§ Directive
Put everything from the start of the records through the line that contains "top-left (296, 137), bottom-right (449, 187)" into a JSON list of strings, one string per line. Leave out blank lines.

§ Data for the task
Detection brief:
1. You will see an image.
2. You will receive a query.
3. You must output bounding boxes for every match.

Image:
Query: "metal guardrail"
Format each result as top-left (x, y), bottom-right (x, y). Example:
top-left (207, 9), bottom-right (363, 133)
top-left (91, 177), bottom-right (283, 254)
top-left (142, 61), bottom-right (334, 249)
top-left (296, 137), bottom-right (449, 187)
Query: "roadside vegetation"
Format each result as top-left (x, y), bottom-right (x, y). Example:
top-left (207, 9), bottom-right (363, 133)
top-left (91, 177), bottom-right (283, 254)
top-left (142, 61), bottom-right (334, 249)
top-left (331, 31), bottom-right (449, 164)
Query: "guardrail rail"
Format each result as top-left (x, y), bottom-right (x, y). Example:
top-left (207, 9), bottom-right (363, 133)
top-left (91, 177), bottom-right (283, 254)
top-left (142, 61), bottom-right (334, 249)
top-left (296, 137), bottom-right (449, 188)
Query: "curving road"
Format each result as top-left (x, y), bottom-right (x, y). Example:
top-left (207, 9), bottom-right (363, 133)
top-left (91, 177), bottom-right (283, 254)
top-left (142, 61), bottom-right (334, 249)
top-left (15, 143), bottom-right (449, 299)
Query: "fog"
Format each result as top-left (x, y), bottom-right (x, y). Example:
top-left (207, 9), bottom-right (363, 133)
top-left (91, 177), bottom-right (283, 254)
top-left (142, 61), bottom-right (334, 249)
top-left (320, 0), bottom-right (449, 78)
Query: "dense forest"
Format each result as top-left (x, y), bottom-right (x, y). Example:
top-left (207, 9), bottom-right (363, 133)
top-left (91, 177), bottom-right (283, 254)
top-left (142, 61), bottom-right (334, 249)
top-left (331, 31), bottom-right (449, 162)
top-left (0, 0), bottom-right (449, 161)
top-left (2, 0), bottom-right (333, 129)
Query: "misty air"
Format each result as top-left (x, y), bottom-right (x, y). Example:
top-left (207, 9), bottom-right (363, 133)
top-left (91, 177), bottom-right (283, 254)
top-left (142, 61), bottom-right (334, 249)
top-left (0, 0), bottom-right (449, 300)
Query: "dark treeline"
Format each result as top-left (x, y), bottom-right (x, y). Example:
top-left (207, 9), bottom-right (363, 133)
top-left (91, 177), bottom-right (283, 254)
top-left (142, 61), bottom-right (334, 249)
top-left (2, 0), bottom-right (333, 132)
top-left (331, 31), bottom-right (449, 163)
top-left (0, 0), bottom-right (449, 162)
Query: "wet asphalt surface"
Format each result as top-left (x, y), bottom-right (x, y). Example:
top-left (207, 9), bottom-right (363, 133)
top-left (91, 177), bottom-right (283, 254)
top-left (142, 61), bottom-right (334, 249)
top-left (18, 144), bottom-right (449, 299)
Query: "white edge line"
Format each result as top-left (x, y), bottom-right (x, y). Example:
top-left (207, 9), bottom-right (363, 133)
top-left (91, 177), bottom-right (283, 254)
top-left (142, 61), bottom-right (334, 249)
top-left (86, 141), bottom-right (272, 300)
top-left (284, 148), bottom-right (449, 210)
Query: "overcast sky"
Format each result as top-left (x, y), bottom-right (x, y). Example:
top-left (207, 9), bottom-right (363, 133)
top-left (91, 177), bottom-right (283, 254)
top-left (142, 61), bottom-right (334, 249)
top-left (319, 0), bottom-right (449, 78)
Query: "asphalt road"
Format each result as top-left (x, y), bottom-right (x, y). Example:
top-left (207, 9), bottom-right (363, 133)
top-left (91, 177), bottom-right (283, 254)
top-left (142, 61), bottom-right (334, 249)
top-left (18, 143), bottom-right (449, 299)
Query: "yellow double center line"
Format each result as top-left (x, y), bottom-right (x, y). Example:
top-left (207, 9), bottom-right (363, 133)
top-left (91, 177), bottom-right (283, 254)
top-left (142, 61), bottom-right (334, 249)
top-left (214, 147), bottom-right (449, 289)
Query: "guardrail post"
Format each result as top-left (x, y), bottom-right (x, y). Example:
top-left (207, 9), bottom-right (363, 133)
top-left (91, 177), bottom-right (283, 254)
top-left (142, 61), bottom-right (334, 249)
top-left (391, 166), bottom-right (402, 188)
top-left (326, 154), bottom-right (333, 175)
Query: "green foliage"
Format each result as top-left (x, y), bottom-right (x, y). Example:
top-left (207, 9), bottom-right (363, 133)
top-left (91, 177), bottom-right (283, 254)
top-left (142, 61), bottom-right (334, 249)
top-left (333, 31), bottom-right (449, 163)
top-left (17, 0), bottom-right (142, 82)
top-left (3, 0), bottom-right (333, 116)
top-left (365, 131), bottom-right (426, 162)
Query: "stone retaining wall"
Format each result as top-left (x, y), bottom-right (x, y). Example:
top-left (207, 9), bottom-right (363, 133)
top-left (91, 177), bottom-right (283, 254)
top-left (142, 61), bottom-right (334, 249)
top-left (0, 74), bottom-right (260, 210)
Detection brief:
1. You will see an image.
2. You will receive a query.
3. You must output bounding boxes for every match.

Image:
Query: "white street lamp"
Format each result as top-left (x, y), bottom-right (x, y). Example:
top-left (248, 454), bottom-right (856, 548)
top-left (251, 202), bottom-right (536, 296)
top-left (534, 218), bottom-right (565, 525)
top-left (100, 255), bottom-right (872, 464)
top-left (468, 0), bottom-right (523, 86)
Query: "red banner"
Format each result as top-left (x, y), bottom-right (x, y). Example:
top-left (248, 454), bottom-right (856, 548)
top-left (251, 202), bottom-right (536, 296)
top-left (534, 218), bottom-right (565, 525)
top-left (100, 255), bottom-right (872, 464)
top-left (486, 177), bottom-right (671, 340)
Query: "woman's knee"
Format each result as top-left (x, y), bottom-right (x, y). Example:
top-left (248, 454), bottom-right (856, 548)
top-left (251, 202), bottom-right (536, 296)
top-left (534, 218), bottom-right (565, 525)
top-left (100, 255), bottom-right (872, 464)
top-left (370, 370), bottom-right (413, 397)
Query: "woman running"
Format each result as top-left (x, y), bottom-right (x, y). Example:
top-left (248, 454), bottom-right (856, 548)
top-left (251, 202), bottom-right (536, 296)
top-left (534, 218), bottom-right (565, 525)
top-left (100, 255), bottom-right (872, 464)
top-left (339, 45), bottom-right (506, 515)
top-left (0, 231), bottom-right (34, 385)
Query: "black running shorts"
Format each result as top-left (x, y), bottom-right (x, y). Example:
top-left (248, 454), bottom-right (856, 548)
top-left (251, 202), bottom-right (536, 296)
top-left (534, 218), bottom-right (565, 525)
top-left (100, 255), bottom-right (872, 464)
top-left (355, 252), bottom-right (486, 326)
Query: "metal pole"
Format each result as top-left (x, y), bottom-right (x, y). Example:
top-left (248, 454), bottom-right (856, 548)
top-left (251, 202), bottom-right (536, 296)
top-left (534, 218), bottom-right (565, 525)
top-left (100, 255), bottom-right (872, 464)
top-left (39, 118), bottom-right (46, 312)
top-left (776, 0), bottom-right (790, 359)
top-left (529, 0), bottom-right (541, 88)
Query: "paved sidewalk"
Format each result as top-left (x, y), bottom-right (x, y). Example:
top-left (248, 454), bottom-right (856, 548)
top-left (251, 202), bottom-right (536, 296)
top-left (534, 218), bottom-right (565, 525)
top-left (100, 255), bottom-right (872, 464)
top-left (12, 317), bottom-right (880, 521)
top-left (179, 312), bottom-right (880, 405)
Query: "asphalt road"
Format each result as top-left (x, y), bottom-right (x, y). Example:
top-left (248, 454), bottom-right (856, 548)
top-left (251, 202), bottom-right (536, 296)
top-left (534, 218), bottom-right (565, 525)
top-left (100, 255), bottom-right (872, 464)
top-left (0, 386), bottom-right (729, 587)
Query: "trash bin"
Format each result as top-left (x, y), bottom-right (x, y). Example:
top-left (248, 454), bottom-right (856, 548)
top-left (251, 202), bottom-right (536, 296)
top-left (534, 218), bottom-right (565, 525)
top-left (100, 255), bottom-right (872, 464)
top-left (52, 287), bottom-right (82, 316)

§ Solution to the problem
[
  "Detection brief:",
  "1. You will see an image.",
  "2. You will receive a query.",
  "3. You must output bounding boxes for every match.",
  "Image:",
  "Query: \"metal guardrail\"",
  "Format each result as top-left (x, y), bottom-right (x, y). Example:",
  "top-left (207, 9), bottom-right (363, 133)",
  "top-left (91, 177), bottom-right (283, 254)",
  "top-left (142, 61), bottom-right (334, 249)",
  "top-left (296, 137), bottom-right (449, 187)"
]